== Estratto del documento ==
──────────
NIBALI SOGNA, POI CADE. L’ORO E’ DI VAN AVERMAET

agosto 6, 2016
Categoria: News

Una splendida gara olimpica vede il siciliano al comando in vetta all’ultima salita, in compagnia di Sergio Henao e Rafal Majka. Il sogno della medaglia d’oro sfuma però in discesa, quando Nibali cade insieme al colombiano. Il polacco, rimasto solo al comando, viene raggiunto a 2 km dall’arrivo da Van Avermaet, che conquista l’oro, e Fuglsang, medaglia d’argento, ed è costretto al gradino più basso del podio. L’Italia si deve accontentare del 6° posto di Aru.

A 12 km dal traguardo, la prima medaglia italiana ai Giochi di Rio era quasi cosa fatta. Nibali, magistralmente lanciato da Fabio Aru al penultimo Giro, aveva operato la selezione sperata sull’ultima salita, portando con sé i soli Sergio Henao e Rafal Majka, rimasti agganciati con i denti nel finale dell’ascesa. Dietro, nessuno aveva gregari da spendere, mentre l’Italia poteva contare su Fabio Aru, pur provato dal lavoro svolto in precedenza, in veste di stopper. La conquista dell’oro, viste le limitate doti di sprinter del messinese, sarebbe stata impresa complessa ma non proibitiva, al cospetto di altri due scalatori non noti per il loro spunto veloce.
Il lavoro dell’Italia per mettere il capitano nelle condizioni migliori era cominciato da lontano, quando Alessandro De Marchi era stato tra i primi ad attivarsi nell’inseguimento alla fuga della prima ora, promossa da più di un nome eccellente (Albasini, Kwiatkowski e Pantano su tutti, oltre a Geschke, Bystrom e Kochetkov). Al friulano si erano uniti i soli Erviti e Stannard, ma l’inferiorità numerica non aveva impedito ai tre di riportare entro margini di sicurezza il distacco dalla testa, giunto a toccare anche gli 8 minuti.
Nella lunga fase centrale, svoltasi su un primo circuito, comprendente le salite di Grumari e Grota Fonda, ad animare la corsa è stato perlopiù il vento, che intorno a metà percorso, nel tanto chiacchierato tratto in pavé, ha ad un tratto spezzato il gruppo in tre tronconi, prima del ricompattamento generale. Già in questa fase si sono chiamati fuori dal discorso medaglie atleti di alto livello, fra cui Tim Wellens, già staccato, e Wouter Poels, in chiaro affanno in coda al gruppo. Per l’Olanda si trattava della seconda uscita di scena, dopo il ritiro di Tom Dumoulin nei chilometri iniziali. Da chiarire le condizioni dell’uomo da battere nella prova a cronometro.
──────────
== Obiettivi ==
1 - Rispondi a queste domande sull'articolo della gara olimpica su strada:
(a) Chi ha conquistato la medaglia d'argento?
(b) In quale posizione si è piazzato Aru?
(c) Fino a quanti minuti è arrivato il distacco della fuga della prima ora?
2 - Riporta testualmente le righe dei record dalla riga che contiene "- **Object to detect**: the spectator crowd" fino alla fine dei record, estremi inclusi. Escludi le immagini.
Il testo e i record sono materiali distinti e indipendenti.

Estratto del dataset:
──────────
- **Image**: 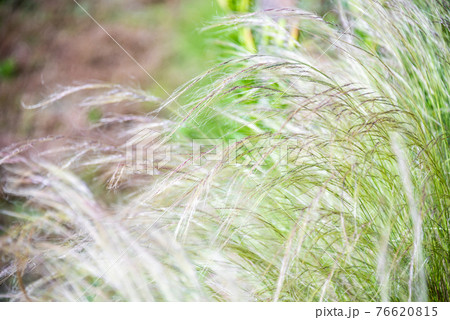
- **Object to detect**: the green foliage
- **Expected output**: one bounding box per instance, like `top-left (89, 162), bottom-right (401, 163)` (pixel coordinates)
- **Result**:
top-left (0, 0), bottom-right (450, 301)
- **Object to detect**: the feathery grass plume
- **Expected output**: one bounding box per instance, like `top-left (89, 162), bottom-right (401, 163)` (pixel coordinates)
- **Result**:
top-left (0, 0), bottom-right (450, 301)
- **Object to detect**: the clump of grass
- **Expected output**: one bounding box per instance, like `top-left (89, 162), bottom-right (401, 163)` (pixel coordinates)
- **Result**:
top-left (0, 0), bottom-right (450, 301)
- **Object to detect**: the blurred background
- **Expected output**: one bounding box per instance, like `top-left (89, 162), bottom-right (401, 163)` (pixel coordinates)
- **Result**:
top-left (0, 0), bottom-right (222, 149)
top-left (0, 0), bottom-right (331, 150)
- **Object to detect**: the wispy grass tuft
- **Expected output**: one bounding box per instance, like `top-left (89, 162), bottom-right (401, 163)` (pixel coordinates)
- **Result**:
top-left (0, 0), bottom-right (450, 301)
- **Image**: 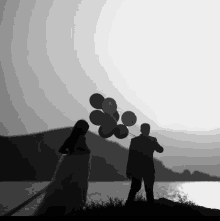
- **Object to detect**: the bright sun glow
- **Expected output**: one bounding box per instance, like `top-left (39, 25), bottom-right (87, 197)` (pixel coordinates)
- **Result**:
top-left (108, 0), bottom-right (220, 130)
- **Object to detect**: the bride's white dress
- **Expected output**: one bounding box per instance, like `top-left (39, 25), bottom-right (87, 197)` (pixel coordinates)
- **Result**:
top-left (34, 141), bottom-right (90, 216)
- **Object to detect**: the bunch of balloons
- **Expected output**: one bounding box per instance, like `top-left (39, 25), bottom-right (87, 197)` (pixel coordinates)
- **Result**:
top-left (89, 93), bottom-right (137, 139)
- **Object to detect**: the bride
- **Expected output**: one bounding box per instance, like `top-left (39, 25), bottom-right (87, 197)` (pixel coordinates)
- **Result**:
top-left (33, 120), bottom-right (91, 216)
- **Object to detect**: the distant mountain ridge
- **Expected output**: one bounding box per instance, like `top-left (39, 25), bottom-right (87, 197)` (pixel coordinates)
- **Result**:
top-left (0, 127), bottom-right (220, 182)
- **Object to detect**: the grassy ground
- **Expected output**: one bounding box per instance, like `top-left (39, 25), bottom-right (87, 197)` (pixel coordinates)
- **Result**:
top-left (69, 195), bottom-right (220, 216)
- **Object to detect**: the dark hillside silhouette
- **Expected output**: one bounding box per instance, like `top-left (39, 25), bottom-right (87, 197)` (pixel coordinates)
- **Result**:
top-left (0, 127), bottom-right (220, 182)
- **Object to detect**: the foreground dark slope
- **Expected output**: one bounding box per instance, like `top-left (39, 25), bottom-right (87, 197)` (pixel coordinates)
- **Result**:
top-left (0, 127), bottom-right (220, 182)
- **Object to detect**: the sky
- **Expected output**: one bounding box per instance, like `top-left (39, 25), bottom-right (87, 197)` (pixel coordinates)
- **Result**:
top-left (0, 0), bottom-right (220, 142)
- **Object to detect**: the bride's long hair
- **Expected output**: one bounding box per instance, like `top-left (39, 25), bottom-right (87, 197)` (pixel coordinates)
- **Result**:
top-left (59, 119), bottom-right (89, 154)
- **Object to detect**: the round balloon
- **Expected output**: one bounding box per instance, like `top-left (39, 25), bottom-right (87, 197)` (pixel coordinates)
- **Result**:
top-left (102, 97), bottom-right (117, 114)
top-left (99, 126), bottom-right (114, 138)
top-left (121, 111), bottom-right (137, 127)
top-left (114, 124), bottom-right (129, 139)
top-left (89, 110), bottom-right (105, 126)
top-left (101, 113), bottom-right (117, 133)
top-left (89, 93), bottom-right (105, 109)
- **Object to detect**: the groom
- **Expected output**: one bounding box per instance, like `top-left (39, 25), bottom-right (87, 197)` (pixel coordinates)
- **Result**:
top-left (126, 123), bottom-right (163, 205)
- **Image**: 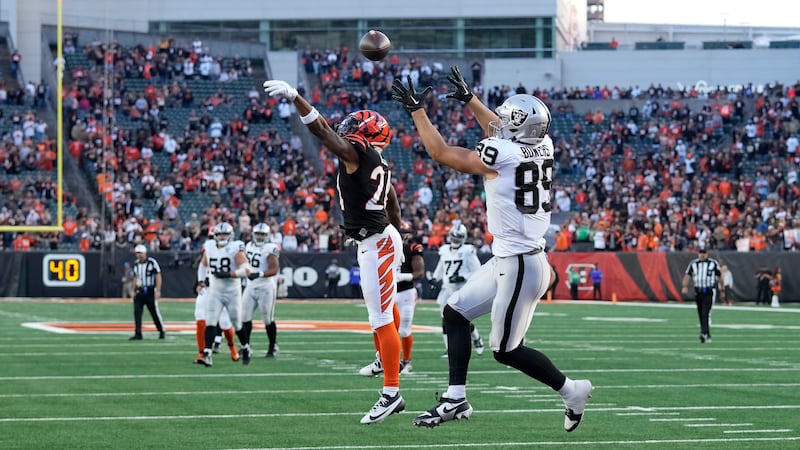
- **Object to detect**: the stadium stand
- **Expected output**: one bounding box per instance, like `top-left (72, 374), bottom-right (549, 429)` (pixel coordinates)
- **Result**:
top-left (32, 31), bottom-right (800, 255)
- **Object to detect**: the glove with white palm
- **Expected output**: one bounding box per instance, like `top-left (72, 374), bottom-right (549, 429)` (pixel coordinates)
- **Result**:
top-left (264, 80), bottom-right (297, 102)
top-left (392, 76), bottom-right (433, 113)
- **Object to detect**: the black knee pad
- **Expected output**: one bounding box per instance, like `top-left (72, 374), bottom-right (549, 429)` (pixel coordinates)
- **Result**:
top-left (442, 305), bottom-right (470, 326)
top-left (492, 347), bottom-right (520, 367)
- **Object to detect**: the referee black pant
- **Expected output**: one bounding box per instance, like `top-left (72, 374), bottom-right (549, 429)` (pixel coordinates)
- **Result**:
top-left (133, 288), bottom-right (164, 337)
top-left (694, 288), bottom-right (714, 337)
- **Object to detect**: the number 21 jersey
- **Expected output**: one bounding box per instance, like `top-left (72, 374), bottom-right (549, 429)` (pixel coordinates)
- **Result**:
top-left (476, 136), bottom-right (553, 257)
top-left (336, 135), bottom-right (392, 240)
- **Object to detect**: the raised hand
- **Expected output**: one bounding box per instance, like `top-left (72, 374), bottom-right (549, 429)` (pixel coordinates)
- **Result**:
top-left (392, 76), bottom-right (433, 113)
top-left (445, 66), bottom-right (473, 103)
top-left (264, 80), bottom-right (297, 102)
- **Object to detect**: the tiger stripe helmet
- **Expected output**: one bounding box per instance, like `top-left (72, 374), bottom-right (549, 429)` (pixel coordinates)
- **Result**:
top-left (336, 109), bottom-right (393, 150)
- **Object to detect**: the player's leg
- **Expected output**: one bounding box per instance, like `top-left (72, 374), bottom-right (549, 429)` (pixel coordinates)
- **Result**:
top-left (358, 230), bottom-right (405, 424)
top-left (396, 288), bottom-right (417, 373)
top-left (242, 281), bottom-right (259, 344)
top-left (490, 253), bottom-right (592, 431)
top-left (413, 259), bottom-right (496, 427)
top-left (198, 289), bottom-right (225, 367)
top-left (194, 288), bottom-right (208, 363)
top-left (220, 308), bottom-right (239, 362)
top-left (226, 288), bottom-right (253, 365)
top-left (436, 285), bottom-right (454, 358)
top-left (259, 284), bottom-right (279, 358)
top-left (130, 292), bottom-right (144, 341)
top-left (145, 292), bottom-right (166, 339)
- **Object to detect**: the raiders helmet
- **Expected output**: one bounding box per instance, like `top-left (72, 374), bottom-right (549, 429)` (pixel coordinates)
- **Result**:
top-left (336, 109), bottom-right (392, 150)
top-left (489, 94), bottom-right (550, 144)
top-left (214, 222), bottom-right (233, 248)
top-left (447, 223), bottom-right (467, 248)
top-left (253, 223), bottom-right (269, 247)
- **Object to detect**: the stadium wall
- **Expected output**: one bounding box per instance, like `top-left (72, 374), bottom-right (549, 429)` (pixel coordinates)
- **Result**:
top-left (0, 252), bottom-right (800, 302)
top-left (483, 49), bottom-right (800, 89)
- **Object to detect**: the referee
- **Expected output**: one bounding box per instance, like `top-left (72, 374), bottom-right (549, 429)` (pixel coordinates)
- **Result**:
top-left (681, 246), bottom-right (724, 344)
top-left (130, 244), bottom-right (165, 341)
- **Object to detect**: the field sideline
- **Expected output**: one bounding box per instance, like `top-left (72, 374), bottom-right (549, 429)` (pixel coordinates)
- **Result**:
top-left (0, 299), bottom-right (800, 449)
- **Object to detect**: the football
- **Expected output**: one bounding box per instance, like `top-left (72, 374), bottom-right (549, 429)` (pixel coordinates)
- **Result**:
top-left (358, 30), bottom-right (392, 61)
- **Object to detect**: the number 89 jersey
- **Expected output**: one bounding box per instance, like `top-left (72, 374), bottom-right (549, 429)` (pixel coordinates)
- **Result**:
top-left (476, 136), bottom-right (553, 257)
top-left (203, 239), bottom-right (244, 291)
top-left (244, 241), bottom-right (280, 286)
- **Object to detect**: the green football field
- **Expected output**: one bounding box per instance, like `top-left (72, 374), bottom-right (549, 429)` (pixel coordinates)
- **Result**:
top-left (0, 300), bottom-right (800, 449)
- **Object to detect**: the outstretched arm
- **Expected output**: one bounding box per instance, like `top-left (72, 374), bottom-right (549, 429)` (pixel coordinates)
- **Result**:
top-left (264, 80), bottom-right (358, 173)
top-left (392, 77), bottom-right (497, 179)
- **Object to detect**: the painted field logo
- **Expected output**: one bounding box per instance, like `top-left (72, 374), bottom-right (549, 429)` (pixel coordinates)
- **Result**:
top-left (22, 320), bottom-right (442, 335)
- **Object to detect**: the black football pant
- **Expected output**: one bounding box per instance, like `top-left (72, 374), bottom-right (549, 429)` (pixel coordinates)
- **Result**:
top-left (695, 289), bottom-right (714, 337)
top-left (133, 289), bottom-right (164, 337)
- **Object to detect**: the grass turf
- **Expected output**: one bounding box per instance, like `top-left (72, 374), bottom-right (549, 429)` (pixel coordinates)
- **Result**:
top-left (0, 301), bottom-right (800, 449)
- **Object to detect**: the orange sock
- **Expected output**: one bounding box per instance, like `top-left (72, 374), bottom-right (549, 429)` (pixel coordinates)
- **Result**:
top-left (222, 328), bottom-right (236, 347)
top-left (194, 320), bottom-right (206, 353)
top-left (392, 303), bottom-right (400, 330)
top-left (400, 334), bottom-right (414, 361)
top-left (372, 331), bottom-right (381, 351)
top-left (375, 323), bottom-right (400, 387)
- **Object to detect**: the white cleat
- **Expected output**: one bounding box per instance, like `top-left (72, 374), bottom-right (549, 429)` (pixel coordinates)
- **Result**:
top-left (412, 397), bottom-right (472, 428)
top-left (564, 380), bottom-right (594, 432)
top-left (361, 392), bottom-right (406, 425)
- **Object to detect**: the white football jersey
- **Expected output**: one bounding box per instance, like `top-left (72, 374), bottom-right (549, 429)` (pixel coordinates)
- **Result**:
top-left (476, 136), bottom-right (553, 257)
top-left (244, 241), bottom-right (280, 286)
top-left (203, 239), bottom-right (244, 289)
top-left (433, 244), bottom-right (481, 286)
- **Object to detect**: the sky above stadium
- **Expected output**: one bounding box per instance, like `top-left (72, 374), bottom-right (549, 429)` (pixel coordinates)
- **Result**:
top-left (605, 0), bottom-right (800, 30)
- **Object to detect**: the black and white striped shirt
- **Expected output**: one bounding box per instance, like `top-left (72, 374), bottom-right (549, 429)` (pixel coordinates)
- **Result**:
top-left (133, 257), bottom-right (161, 290)
top-left (686, 258), bottom-right (722, 290)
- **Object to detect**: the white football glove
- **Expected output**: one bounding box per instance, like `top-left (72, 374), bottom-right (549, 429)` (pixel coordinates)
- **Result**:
top-left (264, 80), bottom-right (297, 102)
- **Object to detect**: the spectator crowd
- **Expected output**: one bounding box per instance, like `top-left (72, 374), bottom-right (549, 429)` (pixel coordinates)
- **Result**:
top-left (0, 35), bottom-right (800, 252)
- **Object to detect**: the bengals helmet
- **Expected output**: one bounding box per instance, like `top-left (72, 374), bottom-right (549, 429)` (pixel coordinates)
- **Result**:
top-left (489, 94), bottom-right (550, 144)
top-left (336, 109), bottom-right (392, 150)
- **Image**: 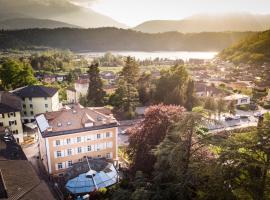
──────────
== Risposte ==
1 -
(a) Fuglsang.
(b) Al 6° posto.
(c) Fino a 8 minuti.

2 -
- **Object to detect**: the spectator crowd
- **Expected output**: one bounding box per instance, like `top-left (72, 374), bottom-right (549, 429)` (pixel coordinates)
- **Result**:
top-left (0, 35), bottom-right (800, 252)
- **Object to detect**: the bengals helmet
- **Expected output**: one bounding box per instance, like `top-left (72, 374), bottom-right (549, 429)` (pixel coordinates)
- **Result**:
top-left (489, 94), bottom-right (550, 144)
top-left (336, 109), bottom-right (392, 150)
- **Image**: 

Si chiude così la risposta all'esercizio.